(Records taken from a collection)

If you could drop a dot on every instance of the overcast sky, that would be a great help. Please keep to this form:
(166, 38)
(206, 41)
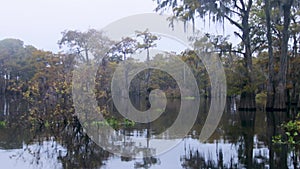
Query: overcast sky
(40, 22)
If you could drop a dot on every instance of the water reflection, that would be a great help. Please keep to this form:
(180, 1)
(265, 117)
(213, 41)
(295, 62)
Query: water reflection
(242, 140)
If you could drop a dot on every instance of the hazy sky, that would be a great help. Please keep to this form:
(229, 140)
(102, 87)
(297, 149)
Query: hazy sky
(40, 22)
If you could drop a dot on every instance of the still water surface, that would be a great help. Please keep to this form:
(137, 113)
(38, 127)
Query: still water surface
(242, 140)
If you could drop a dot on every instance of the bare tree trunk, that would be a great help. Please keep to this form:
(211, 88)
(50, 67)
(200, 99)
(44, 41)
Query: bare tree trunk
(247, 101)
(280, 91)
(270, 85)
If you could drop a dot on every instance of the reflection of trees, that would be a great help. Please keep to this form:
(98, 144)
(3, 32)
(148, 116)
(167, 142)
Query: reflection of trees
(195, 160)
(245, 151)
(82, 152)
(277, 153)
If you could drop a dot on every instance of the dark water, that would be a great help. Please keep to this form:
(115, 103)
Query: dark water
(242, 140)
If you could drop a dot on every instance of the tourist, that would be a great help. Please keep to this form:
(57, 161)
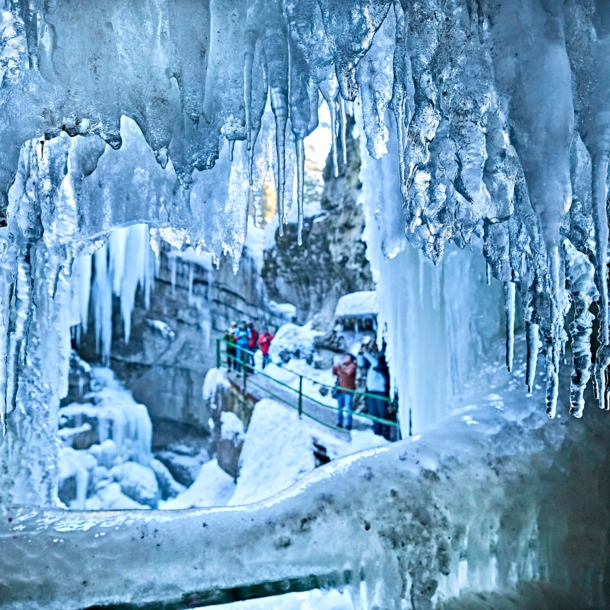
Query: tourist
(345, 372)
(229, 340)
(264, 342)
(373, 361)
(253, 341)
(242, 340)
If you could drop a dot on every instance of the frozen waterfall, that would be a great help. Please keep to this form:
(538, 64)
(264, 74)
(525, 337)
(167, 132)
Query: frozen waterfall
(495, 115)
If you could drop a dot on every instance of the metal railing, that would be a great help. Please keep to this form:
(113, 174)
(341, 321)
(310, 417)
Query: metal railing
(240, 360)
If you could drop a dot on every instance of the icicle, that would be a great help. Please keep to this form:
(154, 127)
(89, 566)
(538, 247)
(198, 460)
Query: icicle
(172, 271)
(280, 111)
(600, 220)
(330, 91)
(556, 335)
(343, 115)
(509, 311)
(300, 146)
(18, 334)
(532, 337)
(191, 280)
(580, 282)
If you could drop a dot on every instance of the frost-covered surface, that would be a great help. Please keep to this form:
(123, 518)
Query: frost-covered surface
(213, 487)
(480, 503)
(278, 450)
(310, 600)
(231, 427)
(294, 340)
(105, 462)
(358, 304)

--

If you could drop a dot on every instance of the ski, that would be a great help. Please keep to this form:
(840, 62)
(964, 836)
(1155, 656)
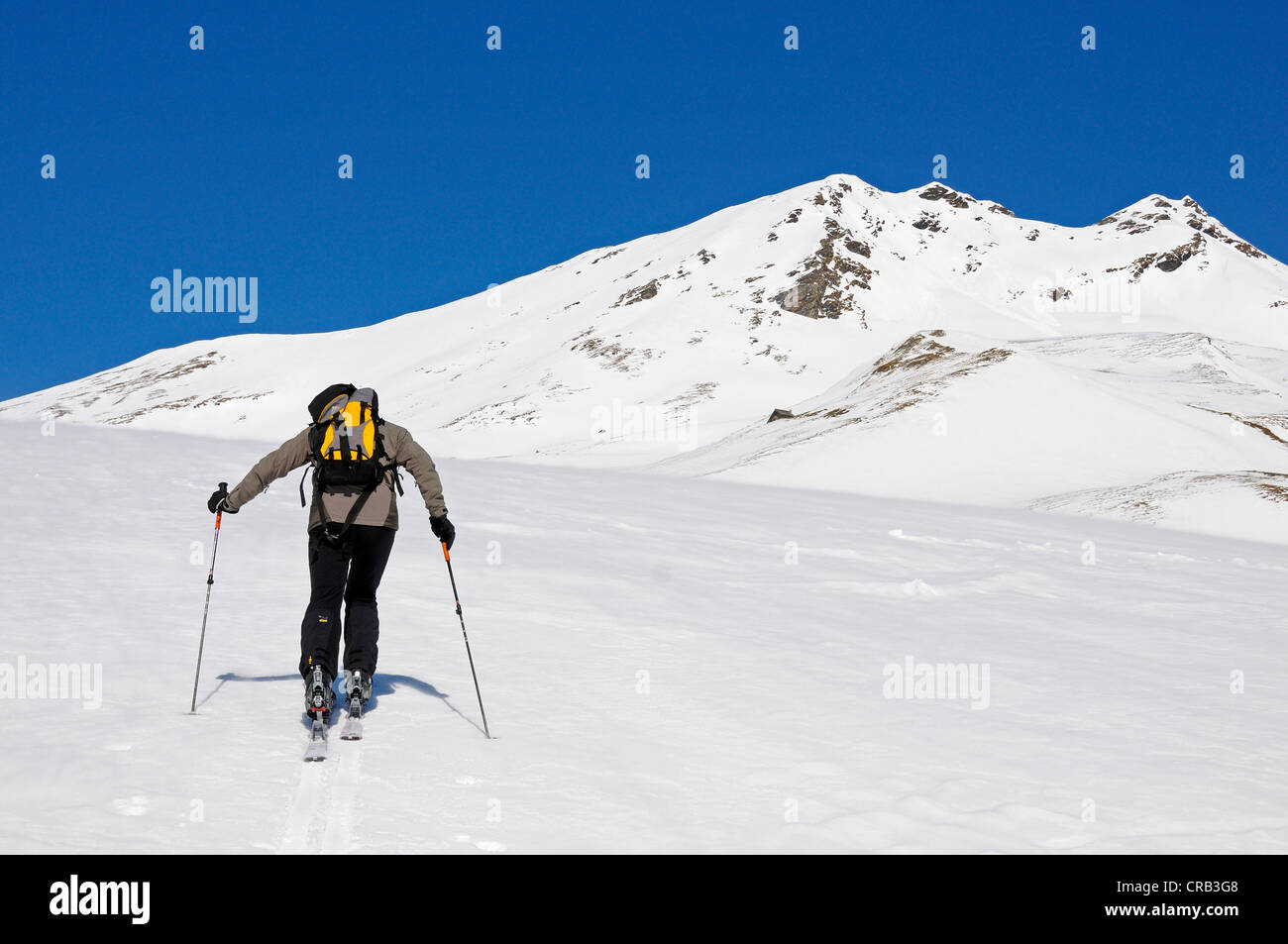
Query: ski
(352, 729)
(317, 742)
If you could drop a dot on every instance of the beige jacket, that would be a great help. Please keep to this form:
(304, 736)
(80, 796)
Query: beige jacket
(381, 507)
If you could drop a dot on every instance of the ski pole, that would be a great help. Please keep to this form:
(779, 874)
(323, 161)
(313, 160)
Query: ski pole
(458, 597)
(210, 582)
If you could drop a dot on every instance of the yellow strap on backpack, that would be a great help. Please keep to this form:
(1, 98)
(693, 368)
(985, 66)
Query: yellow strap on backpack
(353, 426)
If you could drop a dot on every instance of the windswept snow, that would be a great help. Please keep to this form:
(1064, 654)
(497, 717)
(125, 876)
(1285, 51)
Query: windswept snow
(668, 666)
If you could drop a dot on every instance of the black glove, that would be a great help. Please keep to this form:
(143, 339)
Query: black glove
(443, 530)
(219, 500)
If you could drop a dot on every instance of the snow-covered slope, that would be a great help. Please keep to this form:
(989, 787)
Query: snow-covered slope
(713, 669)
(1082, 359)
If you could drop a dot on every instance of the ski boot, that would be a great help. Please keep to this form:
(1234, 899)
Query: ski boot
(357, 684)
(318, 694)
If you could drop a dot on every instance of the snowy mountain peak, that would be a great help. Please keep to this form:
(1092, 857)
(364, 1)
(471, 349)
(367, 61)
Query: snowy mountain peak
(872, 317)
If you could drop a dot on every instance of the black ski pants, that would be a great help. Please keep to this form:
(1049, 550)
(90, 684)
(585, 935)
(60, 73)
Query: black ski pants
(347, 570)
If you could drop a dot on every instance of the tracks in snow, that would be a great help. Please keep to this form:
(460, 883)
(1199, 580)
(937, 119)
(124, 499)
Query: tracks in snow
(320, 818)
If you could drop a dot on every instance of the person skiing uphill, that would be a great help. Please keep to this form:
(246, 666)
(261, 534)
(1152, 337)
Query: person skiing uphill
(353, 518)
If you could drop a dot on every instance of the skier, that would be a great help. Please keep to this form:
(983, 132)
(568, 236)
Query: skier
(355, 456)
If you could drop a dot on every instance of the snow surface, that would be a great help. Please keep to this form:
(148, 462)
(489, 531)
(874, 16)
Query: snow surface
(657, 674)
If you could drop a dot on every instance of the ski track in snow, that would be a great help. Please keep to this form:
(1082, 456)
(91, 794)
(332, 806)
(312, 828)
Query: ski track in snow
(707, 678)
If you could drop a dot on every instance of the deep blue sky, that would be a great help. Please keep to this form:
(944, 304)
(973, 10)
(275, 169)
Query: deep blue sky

- AIM: Reproduce everything from the line containing "of the person" down to the line containing "Query: deep blue sky", both lines included. Multiply every coordinate in the answers by 1.75 and round to whole numbers, with halves rounding up, but leave the requests and their sample coordinates unchanged.

- THE COMPLETED TASK:
If you could drop a dot on every instance of the person skiing uphill, that would be a great help. Please keep to this form:
(246, 666)
(261, 534)
(1152, 337)
Query: person skiing uphill
(618, 907)
If you could drop a dot on every instance of the skier, that would be a great help. Please keep to this form:
(983, 132)
(568, 236)
Query: skier
(621, 798)
If you could drop a dot on every instance of the snow surface, that would be a great help. Please keep to this form:
(148, 462)
(489, 531)
(874, 16)
Query: snow surface
(1150, 1180)
If you could drop a dot on every instance of the ski track in snow, that would be a great help. Please keep to this form:
(1082, 456)
(91, 794)
(332, 806)
(312, 828)
Query: ski track in snow
(1237, 1187)
If you could drop a dot on every instance of the deep blue sky, that would be a great help. Please keep to this form:
(944, 304)
(973, 10)
(275, 169)
Query: deep blue sky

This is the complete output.